Bounding-box rows:

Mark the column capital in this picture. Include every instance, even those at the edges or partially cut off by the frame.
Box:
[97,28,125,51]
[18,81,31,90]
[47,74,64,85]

## Your objective
Identify every line in the rows above that contains the string "picture", matching case exactly, and copy each such line.

## Solution for this task
Mark the column capital in this picture. Include every instance, even those at the edges or partially cut off by the frame.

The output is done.